Task prompt: Return the material below verbatim, reproducing every line in its original order without alteration.

+-------+

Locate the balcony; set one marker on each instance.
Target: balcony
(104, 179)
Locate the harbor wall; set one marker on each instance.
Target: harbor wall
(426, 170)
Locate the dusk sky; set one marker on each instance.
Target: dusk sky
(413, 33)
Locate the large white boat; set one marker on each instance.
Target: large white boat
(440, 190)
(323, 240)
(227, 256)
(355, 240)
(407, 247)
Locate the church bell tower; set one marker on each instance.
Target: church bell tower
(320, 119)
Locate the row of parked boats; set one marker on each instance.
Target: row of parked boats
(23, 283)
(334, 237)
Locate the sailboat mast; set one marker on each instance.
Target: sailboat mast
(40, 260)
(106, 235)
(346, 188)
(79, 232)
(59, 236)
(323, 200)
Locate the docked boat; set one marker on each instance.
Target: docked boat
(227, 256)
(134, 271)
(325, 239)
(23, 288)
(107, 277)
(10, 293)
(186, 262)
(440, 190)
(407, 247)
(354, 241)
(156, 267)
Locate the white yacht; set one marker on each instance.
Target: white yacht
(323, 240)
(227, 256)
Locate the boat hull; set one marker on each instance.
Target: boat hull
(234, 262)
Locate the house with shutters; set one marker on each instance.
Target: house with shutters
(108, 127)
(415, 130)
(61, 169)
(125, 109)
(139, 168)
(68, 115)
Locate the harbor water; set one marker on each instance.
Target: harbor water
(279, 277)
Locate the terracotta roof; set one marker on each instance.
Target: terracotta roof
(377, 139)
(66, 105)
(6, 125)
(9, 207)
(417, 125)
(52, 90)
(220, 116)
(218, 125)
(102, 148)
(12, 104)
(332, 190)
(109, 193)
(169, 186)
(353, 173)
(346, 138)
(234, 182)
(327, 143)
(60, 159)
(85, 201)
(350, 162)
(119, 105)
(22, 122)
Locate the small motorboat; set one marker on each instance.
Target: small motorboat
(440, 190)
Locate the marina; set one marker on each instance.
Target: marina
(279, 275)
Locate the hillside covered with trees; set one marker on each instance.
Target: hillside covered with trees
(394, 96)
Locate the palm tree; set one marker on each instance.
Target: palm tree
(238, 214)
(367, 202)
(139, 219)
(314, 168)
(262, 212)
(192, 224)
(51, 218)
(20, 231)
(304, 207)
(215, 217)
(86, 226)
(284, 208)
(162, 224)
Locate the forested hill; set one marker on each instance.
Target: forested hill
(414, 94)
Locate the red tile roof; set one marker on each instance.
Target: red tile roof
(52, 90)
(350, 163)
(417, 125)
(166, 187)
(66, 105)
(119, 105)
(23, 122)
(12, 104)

+-------+

Finished answer:
Locate the balcony; set one marker on each instance.
Target: balcony
(104, 179)
Locate the harbor wall; set one marker on each instance.
Target: harbor wall
(426, 170)
Locate the dusk sky; set one marker on each instance.
Target: dusk sky
(413, 33)
Locate the large white boat; set one marker on each instance.
Target: large white boat
(440, 190)
(323, 240)
(227, 256)
(355, 240)
(407, 247)
Locate the church bell tower; set one marker on each instance.
Target: church bell tower
(320, 119)
Locate the row of parked boats; set one marker on each instance.
Target: row of parked boats
(23, 283)
(334, 237)
Locate the sailboat mast; set one marker on each instance.
Target: sailboat mast
(40, 260)
(106, 235)
(346, 188)
(79, 232)
(59, 236)
(323, 200)
Locate the docked boat; set one marker on each instance.
Target: docked boat
(227, 256)
(134, 271)
(325, 239)
(23, 288)
(107, 277)
(10, 293)
(186, 262)
(440, 190)
(407, 247)
(354, 241)
(156, 267)
Locate the white yacht; set one marker on each instance.
Target: white yacht
(323, 240)
(227, 256)
Locate the boat hull; set one marker on each instance.
Target: boat hull
(234, 262)
Locate the house with shutters; set one marker on each instance.
Target: house with shutters
(108, 127)
(415, 130)
(61, 169)
(125, 109)
(139, 168)
(68, 115)
Locate the harbor water; set one marker on each instance.
Target: harbor water
(279, 277)
Locate the terracotta roof; set one marker on each instance.
Target: terracotta roof
(377, 139)
(66, 105)
(6, 125)
(9, 207)
(417, 125)
(52, 90)
(220, 116)
(218, 125)
(102, 148)
(12, 104)
(332, 190)
(109, 193)
(169, 186)
(353, 173)
(346, 138)
(234, 182)
(327, 143)
(60, 159)
(85, 201)
(350, 162)
(119, 105)
(22, 122)
Locate the small motorboat; set one marker on each instance.
Target: small motorboat
(440, 190)
Locate the marina; set one marker on each instance.
Target: marina
(279, 275)
Locate the hillside covered with trees; set one marker on each instance.
Target: hillside covered with trees
(394, 96)
Locate the palm tree; set one marker on each instance.
Target: palm tree
(238, 214)
(367, 202)
(139, 219)
(314, 168)
(262, 212)
(192, 224)
(51, 218)
(20, 231)
(304, 207)
(215, 217)
(86, 226)
(284, 208)
(162, 224)
Locate the forested hill; set one marker on each instance.
Target: forested hill
(414, 94)
Locate the red tile roof; set one marker on each instance.
Target: red tile roof
(52, 90)
(350, 163)
(417, 125)
(166, 187)
(66, 105)
(119, 105)
(23, 122)
(12, 104)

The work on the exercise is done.